TASK TO COMPLETE ->
Every line that holds the word "hooded" needs to be copied from the data below.

Referring expression pointing data ->
= Beginning of Section =
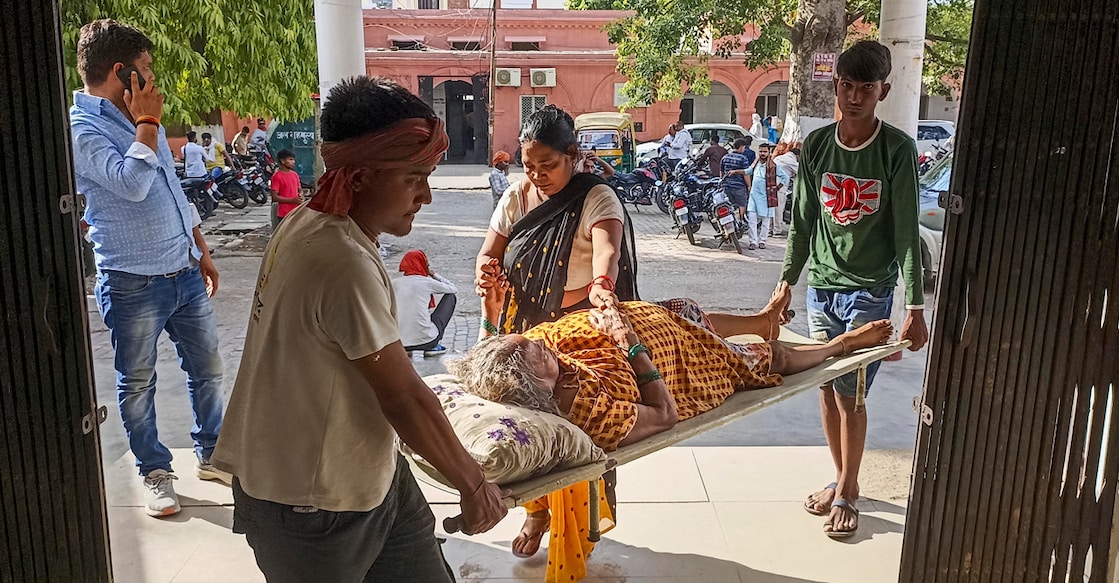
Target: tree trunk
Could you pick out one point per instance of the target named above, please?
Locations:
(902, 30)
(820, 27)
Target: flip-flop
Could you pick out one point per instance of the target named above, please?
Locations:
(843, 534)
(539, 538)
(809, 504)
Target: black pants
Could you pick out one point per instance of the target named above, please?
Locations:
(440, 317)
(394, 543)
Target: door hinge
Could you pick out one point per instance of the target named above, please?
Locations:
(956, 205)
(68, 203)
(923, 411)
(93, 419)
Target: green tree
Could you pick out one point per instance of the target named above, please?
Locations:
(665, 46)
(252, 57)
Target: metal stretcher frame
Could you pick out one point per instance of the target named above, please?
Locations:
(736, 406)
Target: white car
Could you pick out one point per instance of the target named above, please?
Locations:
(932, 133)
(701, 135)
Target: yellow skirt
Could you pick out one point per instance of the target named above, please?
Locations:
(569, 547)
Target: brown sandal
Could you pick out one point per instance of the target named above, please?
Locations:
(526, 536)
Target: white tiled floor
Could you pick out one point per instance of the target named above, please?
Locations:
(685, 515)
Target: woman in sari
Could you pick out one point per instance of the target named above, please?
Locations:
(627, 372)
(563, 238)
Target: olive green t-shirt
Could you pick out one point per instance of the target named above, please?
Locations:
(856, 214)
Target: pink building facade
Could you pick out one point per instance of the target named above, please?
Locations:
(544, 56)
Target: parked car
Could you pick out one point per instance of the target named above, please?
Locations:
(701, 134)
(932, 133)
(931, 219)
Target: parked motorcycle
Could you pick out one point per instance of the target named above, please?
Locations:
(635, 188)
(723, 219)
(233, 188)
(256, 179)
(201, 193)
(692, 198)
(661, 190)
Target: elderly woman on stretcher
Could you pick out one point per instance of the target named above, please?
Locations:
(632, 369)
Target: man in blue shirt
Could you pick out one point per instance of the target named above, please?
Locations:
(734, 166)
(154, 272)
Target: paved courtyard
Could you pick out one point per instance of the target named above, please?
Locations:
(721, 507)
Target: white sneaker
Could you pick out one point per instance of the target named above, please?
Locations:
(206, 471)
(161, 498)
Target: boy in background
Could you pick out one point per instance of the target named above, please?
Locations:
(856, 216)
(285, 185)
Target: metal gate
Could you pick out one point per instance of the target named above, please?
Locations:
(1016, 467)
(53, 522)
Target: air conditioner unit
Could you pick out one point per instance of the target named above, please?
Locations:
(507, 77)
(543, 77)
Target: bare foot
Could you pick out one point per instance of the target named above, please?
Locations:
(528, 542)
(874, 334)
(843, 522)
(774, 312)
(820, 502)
= End of Section =
= Beginning of Section =
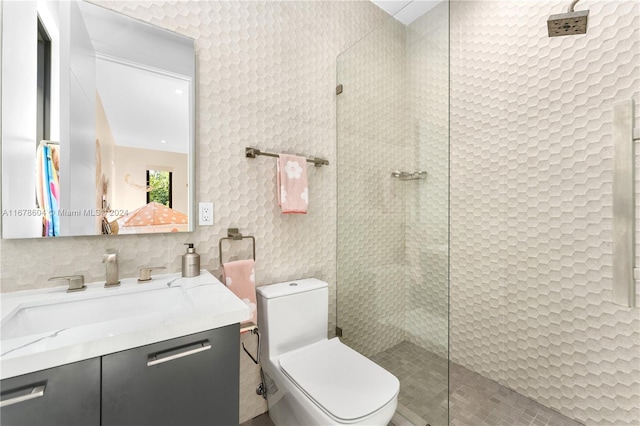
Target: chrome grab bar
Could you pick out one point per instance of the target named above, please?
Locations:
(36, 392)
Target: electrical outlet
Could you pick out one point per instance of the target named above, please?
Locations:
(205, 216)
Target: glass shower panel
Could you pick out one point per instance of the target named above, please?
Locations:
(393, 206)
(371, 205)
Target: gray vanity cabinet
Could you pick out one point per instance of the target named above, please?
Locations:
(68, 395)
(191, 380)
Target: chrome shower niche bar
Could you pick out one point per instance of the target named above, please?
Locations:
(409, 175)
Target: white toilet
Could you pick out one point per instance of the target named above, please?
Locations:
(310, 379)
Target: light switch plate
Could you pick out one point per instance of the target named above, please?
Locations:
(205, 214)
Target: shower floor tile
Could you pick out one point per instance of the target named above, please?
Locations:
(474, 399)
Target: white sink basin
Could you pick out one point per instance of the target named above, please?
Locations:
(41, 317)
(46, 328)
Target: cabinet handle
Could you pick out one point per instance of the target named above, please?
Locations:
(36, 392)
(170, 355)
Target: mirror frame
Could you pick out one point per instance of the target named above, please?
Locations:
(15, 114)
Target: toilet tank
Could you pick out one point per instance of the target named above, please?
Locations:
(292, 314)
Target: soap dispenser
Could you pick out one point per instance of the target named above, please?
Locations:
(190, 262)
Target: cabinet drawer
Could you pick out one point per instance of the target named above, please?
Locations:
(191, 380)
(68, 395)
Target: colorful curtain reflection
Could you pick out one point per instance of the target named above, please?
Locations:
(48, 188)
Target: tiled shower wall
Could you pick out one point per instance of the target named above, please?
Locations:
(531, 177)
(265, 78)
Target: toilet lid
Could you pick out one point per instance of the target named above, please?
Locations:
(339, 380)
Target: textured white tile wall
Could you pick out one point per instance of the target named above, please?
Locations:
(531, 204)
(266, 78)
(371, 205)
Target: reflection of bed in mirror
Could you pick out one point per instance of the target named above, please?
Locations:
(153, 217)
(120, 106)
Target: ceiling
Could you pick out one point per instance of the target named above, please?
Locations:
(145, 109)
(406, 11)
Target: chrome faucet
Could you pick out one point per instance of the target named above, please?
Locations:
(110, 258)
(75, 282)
= End of Section =
= Beginning of Section =
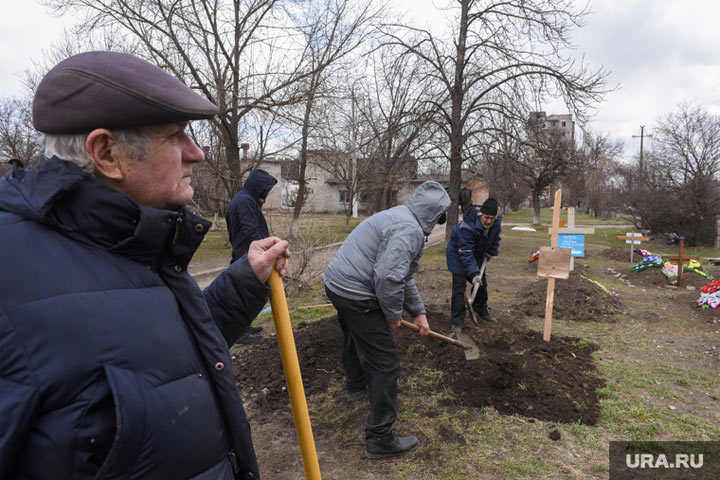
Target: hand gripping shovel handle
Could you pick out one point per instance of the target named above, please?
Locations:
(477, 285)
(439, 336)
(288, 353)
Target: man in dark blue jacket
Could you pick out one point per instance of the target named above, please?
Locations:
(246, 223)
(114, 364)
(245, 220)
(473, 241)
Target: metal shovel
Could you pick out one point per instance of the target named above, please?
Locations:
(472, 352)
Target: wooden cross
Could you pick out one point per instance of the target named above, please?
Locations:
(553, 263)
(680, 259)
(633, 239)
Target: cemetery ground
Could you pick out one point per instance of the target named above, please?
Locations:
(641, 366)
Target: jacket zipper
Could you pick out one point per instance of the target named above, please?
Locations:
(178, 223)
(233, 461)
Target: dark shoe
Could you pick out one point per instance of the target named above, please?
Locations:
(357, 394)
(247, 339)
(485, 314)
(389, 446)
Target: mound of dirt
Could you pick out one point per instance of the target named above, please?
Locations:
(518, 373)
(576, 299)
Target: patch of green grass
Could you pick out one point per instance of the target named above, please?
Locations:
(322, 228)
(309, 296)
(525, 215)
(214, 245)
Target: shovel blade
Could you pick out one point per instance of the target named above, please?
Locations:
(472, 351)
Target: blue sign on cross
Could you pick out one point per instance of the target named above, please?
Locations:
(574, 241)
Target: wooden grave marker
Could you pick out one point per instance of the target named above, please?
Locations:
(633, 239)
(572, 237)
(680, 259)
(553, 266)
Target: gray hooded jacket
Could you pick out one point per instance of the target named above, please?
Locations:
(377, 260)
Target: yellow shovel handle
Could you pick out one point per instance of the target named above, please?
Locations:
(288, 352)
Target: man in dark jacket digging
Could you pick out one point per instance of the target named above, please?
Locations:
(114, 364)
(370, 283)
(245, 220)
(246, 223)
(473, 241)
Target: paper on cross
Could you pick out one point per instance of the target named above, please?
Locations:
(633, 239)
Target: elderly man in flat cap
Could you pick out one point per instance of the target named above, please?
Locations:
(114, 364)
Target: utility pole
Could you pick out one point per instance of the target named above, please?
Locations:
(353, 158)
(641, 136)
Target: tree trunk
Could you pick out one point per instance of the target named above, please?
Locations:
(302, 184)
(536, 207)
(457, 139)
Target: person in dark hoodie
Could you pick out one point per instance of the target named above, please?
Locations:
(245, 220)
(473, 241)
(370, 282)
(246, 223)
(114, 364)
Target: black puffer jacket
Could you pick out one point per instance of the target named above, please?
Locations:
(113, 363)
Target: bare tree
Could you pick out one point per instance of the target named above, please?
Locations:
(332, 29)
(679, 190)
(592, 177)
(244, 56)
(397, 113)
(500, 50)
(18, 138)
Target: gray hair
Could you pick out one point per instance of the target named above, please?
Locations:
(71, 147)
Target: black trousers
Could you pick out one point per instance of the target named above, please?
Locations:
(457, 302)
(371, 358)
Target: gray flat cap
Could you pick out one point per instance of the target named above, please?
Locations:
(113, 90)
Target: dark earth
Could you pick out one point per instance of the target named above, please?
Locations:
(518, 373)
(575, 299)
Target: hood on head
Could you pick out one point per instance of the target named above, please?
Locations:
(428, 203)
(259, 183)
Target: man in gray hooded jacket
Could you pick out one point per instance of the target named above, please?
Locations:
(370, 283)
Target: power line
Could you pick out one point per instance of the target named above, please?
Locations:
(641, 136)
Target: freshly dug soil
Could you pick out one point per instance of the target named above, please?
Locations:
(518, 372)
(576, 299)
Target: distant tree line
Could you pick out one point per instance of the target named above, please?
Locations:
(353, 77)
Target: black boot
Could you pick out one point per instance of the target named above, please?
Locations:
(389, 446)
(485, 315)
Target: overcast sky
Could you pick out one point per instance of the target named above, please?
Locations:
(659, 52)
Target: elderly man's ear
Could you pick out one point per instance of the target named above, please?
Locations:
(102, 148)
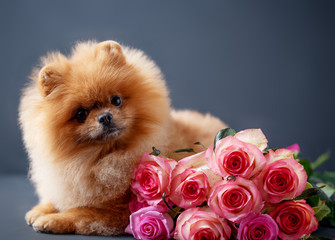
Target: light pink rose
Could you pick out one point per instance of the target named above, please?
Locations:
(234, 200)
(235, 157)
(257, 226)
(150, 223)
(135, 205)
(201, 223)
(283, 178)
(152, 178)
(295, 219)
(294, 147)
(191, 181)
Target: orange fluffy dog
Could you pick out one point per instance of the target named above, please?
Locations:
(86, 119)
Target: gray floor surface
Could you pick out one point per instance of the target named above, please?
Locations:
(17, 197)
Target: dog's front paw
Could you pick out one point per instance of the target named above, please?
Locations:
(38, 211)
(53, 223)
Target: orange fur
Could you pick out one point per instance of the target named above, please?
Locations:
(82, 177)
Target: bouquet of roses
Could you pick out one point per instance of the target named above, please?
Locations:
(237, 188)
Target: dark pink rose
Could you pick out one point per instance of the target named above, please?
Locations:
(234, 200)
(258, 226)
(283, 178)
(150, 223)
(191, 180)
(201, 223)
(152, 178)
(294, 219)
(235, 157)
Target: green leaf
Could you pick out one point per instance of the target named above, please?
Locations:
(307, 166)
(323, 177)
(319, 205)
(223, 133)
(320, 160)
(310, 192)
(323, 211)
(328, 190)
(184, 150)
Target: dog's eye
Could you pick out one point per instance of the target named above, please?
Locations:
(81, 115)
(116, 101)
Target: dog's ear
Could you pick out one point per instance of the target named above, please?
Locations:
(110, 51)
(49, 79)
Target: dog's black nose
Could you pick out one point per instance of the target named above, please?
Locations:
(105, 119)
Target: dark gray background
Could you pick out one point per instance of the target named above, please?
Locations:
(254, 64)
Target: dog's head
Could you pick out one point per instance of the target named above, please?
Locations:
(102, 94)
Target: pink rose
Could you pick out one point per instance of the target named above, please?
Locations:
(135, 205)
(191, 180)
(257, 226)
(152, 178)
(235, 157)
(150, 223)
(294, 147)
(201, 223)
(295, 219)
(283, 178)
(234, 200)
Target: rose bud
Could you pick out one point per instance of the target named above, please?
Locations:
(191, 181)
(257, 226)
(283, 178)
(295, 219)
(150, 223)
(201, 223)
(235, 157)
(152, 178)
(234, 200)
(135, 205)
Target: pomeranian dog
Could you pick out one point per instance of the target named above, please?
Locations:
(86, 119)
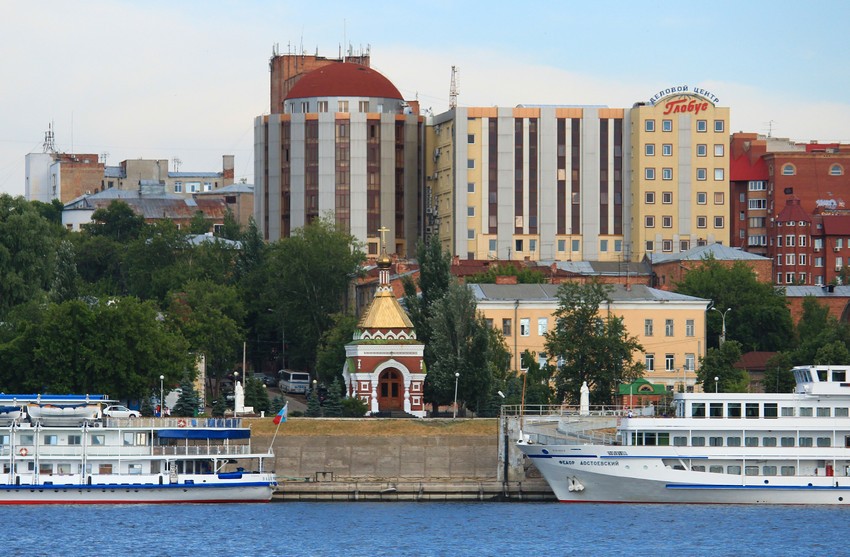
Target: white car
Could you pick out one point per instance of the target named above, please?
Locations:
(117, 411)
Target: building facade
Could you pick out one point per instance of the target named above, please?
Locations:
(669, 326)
= End of Section =
WORKED SOLUTION ->
Target: gray hooded jacket
Target: man in gray hooded jacket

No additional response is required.